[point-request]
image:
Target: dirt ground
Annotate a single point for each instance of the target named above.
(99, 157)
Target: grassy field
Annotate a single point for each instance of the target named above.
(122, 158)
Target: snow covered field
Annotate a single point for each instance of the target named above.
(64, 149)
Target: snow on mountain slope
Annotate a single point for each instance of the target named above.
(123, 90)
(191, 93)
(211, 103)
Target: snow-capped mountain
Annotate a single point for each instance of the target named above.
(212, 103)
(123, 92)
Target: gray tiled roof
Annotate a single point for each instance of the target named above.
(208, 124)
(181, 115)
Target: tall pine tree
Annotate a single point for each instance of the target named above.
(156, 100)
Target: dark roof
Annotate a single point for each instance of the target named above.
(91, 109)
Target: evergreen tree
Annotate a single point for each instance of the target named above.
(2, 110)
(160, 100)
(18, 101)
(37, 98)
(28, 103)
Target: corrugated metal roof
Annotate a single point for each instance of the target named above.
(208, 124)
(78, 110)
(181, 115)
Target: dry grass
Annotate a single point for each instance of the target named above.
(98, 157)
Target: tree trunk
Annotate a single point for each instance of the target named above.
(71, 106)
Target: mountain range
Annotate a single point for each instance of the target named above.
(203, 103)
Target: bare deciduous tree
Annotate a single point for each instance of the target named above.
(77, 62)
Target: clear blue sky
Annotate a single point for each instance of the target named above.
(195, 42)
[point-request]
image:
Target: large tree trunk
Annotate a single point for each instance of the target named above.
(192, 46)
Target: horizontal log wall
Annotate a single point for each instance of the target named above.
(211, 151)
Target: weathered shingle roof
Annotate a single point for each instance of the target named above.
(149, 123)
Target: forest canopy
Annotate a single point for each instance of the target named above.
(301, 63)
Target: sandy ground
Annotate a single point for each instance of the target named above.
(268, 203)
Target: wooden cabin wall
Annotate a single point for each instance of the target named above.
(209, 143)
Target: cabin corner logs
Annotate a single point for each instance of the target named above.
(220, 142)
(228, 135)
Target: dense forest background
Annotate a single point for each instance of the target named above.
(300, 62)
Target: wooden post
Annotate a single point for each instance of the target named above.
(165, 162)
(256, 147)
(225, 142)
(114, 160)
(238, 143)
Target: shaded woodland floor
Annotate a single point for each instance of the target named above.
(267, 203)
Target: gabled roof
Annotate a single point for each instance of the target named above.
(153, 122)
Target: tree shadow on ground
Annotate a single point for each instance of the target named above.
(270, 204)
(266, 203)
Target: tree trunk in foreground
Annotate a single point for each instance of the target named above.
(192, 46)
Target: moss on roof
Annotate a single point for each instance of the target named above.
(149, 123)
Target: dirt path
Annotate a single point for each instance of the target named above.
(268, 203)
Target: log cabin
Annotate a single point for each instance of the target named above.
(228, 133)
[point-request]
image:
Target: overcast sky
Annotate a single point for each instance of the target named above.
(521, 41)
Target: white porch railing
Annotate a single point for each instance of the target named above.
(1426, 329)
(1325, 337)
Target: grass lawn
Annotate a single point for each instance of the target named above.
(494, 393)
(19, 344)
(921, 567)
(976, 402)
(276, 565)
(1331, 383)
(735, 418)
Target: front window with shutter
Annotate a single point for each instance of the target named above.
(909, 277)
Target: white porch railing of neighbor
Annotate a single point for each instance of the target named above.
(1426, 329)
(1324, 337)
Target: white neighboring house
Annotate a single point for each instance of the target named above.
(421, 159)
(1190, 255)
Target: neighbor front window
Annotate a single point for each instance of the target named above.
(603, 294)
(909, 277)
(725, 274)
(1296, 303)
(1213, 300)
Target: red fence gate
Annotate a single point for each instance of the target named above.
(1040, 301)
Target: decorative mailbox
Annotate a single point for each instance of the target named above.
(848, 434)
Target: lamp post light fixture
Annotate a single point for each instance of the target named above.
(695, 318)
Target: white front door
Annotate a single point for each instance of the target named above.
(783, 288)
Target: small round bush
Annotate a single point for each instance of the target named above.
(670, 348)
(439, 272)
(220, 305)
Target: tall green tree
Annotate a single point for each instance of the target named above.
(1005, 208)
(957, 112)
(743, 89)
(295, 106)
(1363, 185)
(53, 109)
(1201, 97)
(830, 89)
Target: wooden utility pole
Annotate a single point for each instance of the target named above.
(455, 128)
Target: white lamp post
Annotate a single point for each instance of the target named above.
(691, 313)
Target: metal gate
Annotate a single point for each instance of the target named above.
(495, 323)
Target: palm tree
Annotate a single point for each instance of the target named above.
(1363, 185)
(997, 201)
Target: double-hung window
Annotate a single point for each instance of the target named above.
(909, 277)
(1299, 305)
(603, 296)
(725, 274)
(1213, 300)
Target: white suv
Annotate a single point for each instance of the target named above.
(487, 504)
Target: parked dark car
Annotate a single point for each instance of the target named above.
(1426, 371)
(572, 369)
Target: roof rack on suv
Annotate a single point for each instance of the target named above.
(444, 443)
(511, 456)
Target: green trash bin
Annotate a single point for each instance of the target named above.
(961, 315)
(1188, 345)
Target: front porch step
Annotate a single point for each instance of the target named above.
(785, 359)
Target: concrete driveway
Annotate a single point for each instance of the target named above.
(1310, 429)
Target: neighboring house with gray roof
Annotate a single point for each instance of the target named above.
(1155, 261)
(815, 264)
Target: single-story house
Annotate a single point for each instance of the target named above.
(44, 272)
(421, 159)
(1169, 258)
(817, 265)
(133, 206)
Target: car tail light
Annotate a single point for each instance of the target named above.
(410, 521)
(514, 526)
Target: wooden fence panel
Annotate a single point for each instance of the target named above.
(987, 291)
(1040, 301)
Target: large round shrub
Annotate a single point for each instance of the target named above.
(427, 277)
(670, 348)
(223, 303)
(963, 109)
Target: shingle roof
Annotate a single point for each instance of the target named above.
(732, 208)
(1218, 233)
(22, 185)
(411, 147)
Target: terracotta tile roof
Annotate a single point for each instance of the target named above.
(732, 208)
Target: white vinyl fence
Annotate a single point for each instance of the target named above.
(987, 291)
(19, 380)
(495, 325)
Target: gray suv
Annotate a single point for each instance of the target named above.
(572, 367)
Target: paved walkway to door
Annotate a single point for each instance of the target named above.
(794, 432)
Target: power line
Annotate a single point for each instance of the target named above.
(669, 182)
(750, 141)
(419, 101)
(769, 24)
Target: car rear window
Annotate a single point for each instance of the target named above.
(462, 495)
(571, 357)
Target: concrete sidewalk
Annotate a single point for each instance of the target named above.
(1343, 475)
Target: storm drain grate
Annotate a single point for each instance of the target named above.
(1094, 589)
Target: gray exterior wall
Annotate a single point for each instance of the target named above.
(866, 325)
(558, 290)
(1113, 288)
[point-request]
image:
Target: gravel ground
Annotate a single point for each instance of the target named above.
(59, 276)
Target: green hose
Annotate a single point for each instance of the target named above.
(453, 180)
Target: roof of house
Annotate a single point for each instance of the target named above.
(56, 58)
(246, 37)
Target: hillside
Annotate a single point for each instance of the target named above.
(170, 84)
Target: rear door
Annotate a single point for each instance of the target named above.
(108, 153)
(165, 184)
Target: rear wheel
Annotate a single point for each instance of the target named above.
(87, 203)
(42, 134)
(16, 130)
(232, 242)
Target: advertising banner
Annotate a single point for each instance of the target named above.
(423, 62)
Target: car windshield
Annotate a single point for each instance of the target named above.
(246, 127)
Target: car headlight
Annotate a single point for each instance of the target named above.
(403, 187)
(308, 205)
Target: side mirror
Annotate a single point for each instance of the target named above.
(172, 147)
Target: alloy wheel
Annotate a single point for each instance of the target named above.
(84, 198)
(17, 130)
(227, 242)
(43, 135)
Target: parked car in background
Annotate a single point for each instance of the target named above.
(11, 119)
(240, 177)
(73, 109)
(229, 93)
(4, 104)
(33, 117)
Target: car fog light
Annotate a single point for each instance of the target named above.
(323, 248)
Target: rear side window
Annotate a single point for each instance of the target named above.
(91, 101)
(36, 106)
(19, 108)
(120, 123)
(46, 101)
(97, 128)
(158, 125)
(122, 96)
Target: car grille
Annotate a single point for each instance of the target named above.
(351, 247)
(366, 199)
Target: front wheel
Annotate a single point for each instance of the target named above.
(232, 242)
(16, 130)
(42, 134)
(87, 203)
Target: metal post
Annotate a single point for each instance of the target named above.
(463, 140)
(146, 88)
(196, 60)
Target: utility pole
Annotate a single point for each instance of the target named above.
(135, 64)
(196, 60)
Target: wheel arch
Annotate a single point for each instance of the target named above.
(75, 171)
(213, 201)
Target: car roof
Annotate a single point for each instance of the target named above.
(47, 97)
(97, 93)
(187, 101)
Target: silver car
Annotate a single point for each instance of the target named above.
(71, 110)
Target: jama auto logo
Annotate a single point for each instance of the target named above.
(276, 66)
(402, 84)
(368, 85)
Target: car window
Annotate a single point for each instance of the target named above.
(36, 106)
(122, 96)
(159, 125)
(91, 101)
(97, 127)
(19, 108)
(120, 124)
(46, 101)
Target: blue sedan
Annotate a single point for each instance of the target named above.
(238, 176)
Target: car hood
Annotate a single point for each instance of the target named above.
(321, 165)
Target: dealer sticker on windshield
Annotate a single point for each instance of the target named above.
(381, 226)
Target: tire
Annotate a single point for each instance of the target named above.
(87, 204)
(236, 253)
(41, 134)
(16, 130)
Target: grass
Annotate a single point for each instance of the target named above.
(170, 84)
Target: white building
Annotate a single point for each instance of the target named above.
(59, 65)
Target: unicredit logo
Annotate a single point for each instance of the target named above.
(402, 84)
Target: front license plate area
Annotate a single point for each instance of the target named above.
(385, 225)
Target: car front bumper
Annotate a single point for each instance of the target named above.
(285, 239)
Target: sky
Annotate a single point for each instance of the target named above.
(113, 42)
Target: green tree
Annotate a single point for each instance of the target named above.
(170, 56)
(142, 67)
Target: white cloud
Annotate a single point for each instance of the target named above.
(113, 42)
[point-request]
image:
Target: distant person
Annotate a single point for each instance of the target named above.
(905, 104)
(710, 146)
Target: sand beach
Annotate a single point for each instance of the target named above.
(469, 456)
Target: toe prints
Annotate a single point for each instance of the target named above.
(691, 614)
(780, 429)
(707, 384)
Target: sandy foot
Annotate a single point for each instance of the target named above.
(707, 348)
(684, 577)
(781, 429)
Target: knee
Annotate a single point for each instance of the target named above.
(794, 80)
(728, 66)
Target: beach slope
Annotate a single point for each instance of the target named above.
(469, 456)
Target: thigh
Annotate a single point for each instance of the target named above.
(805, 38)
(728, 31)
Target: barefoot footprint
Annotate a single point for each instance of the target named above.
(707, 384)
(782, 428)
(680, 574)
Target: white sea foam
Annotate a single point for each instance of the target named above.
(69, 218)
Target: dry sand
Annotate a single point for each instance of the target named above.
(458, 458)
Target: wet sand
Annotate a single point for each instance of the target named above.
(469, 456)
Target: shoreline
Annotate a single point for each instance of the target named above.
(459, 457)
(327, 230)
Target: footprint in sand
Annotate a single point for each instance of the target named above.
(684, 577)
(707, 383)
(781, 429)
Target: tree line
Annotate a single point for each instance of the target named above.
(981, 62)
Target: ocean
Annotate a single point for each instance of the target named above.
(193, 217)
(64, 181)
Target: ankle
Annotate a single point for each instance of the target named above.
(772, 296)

TU OBJETIVO => ¿Puedes citar textualmente las líneas del listado que comienzan en la que contiene "Target: shoreline" y terminan al final del listado, incluidos ambos extremos?

TAREA RESUELTA =>
Target: shoreline
Annotate a single point for each instance of the target named above.
(459, 457)
(327, 230)
Target: footprint in sand
Annotate a single point for each instance of the target named above.
(684, 577)
(707, 383)
(781, 429)
Target: tree line
Annotate a single point for each instance of the target named above.
(981, 62)
Target: ocean
Annotate a single point for each instance of the target named above.
(193, 217)
(64, 181)
Target: ankle
Annotate a single point for each instance of the target named above.
(772, 296)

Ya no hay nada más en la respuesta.